_PAGE TEXT_.
_ _ _ _ _
In individual patients a lower daily dose of E2 might be effective in treating these symptoms, especially if they are willing to wait for a longer period of time, likely greater than 5 weeks. However, for the lowest Elestrin (BioSante Pharmaceuticals, Inc.) dose studied, 0.87 g/d, Figure 4 shows that when compared with placebo only a small fraction of participants reported a 100% reduction in hot flush number by 4 weeks, suggesting that the probability of a lower E2 dose relieving hot flushes to this extent by 4 weeks is low. In this context, to date there is no FDA-approved E2 dose lower than 0.025 mg E2 available for treatment of hot flushes.
A number of authoritative groups specify that the lowest dose of estrogen should be used for the shortest period of time, including the American College of Obstetrics and Gynecology, North American Menopause Society, and FDA.18–20 There are potential benefits that may occur with a low dose of E2 for the treatment of menopausal symptoms. First, treatment compliance may increase. The incidence of breast tenderness and of vaginal bleeding was low in participants receiving the 0.87 g/d E2 gel dose. Because these are both considered to be unacceptable side effects leading to discontinuation of treatment in patients undergoing therapy,21 use of a low dose may increase the chance that patients will continue treatment for their menopausal symptoms.10,22
The current study did not investigate estrogen treatment for longer than 12 weeks, nor did it investigate timing or doses of progestin therapy for endometrial protection. However, a recent publication reported that a transdermal E2 patch preparation that delivers a nominal daily dose of 0.014 mg E2 did not cause endometrial hyperplasia after a year of therapy and only a slight increase in vaginal bleeding after 2 years.23 The product label for this compound now approved for treatment of osteoporosis but not hot flushes recommends 14 days of progestin every 6–12 months, with yearly endometrial biopsies.23,24 None of the participants in the study population described in this article who received the lowest dose of E2 gel, with a nominal daily dose of 0.0125 mg E2, had endometrial hyperplasia or any other suspicious endometrial findings. In contrast, the highest dose did show hyperplasia, consistent with the dose-dependent effect of E2 on the endometrium as seen in other 12-week studies.25 If low-dose formulations, such as the 0.87 g/d dose of this gel, are shown not to cause endometrial hyperplasia after extended treatment, less frequent than monthly progestin use could be possible and might even prove beneficial. However, at this point, monthly progestin therapy is the current class labeling to prevent endometrial hyperplasia and endometrial adenocarcinoma, findings that have been observed in other 12-week studies of unopposed estrogen therapy.
_ _ _ _ _
_DATA UNDER STUDY_.
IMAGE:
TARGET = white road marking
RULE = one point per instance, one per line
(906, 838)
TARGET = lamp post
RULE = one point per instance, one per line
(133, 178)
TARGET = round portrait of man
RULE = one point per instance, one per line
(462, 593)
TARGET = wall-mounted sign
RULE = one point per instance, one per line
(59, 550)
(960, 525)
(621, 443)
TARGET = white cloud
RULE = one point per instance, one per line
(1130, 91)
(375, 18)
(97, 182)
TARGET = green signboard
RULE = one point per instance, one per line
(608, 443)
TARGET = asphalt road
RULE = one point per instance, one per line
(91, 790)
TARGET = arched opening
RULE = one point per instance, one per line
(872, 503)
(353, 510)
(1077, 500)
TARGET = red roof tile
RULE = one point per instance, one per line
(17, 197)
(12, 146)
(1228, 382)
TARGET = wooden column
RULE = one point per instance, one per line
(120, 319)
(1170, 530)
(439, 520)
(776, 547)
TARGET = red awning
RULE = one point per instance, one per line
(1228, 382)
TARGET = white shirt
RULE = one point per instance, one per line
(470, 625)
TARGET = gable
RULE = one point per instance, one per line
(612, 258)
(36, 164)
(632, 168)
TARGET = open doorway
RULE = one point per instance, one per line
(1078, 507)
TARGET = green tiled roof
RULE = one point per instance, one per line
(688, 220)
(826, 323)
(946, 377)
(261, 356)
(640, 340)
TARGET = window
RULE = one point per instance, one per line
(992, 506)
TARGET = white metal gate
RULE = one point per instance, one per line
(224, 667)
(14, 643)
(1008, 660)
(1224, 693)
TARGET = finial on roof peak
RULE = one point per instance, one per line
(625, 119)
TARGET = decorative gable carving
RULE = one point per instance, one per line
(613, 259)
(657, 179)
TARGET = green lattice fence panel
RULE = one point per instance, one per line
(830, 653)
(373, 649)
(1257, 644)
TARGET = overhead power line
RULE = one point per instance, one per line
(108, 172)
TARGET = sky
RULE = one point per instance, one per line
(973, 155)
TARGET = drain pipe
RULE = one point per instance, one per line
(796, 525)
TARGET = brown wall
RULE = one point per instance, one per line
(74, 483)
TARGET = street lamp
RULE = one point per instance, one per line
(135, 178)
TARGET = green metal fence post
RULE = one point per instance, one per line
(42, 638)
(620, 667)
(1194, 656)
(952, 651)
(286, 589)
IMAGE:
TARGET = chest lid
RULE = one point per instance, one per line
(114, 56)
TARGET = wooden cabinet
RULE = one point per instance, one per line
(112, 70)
_ _ _ _ _
Please list every authoritative group that the estrogen-dose text says specifies using the lowest dose of estrogen for the shortest period of time.

_EXERCISE OUTPUT_.
American College of Obstetrics and Gynecology
North American Menopause Society
FDA